TEXTAUSZUG
Guatemala

Enttäuschte Hoffnung

Am 29. Dezember 1996 beendete die Unterzeichnung der Friedensverträge den jahrzehntelangen Bürgerkrieg in Guatemala. Heute ist die Bilanz ernüchternd.

Von Knut Henkel

„Diario Militar“ heißt das 53-seitige Heft. Mit der Schreibmaschine getippte Visitenkarten befinden sich darin, jede mit einem Foto versehen, oft mit einer Nummer und teilweise mit einem Zahlencode. Einer aus der Liste war Amancio Villatorre. Dessen Identität konnten die Expert:innen der Stiftung für forensische Anthropologie (FAFG) 2008 lüften. Auf die Überreste Villatorres, Generalsekretär der Gewerkschaft beim Kaugummihersteller Adams in Guatemala-Stadt, waren die Forensiker der Stiftung in einem Massengrab auf einem ehemaligen Militärgelände nahe Chimaltenango gestoßen. Irritiert hat sie nicht nur die ungewöhnlich große Statur des Mannes, sondern auch seine Hose. „Das war eine Levis Jeans und so etwas war damals rund um den Fundort im guatemaltekischen Hochland ungewöhnlich“, so Katia Orantes, Mitarbeiterin der FAFG.

Die Stiftung hat ihre Zentrale in Guatemala-Stadt, am Rande des historischen Kerns in einem einfachen, dreistöckigen Wohnhaus. Dort befindet sich auch das Museum, das auf Wunsch der Angehörigen von Villatorre eingerichtet wurde. Über Jahre hat die Familie nach dem linken Gewerkschafter gesucht, den die Militärs als mutmaßlichen Guerillakämpfer eingestuft hatten, konnte ihn aber nicht finden. Dass der 47-jährige Familienvater zu den rund 45.000 im guatemaltekischen Bürgerkrieg (1960-1996) gewaltsam Verschwundenen gehören könnte, hatten sie bereits vermutet. Doch Sicherheit brachten erst die Recherchen der FAFG-Forensiker, die seit 1992 in Guatemala vor allem auf Wunsch der Angehörigen im Einsatz sind. Sie werden nicht vom guatemaltekischen Staat finanziert, sondern über internationale Spenden, so der ehemalige FAFG-Direktor José Suasnavar.

DATENAUSZUG
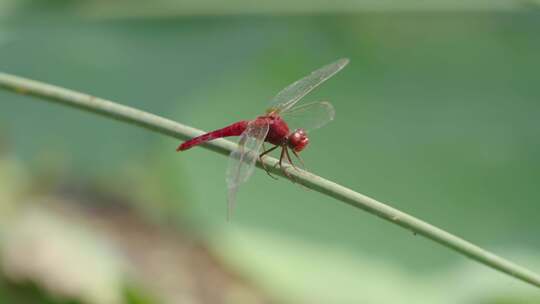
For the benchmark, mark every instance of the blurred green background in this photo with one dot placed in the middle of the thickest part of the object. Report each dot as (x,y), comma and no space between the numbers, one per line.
(437,115)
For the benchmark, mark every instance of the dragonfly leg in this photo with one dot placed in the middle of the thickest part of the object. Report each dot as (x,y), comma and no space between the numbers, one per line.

AUFGABENSTELLUNG
Schreiben Sie aus dem Artikel über Guatemala die Stelle wortgetreu ab, die mit den Worten „Enttäuschte Hoffnung“ anfängt und mit „die Bilanz ernüchternd.“ schließt.

ERGEBNIS
Enttäuschte Hoffnung

Am 29. Dezember 1996 beendete die Unterzeichnung der Friedensverträge den jahrzehntelangen Bürgerkrieg in Guatemala. Heute ist die Bilanz ernüchternd.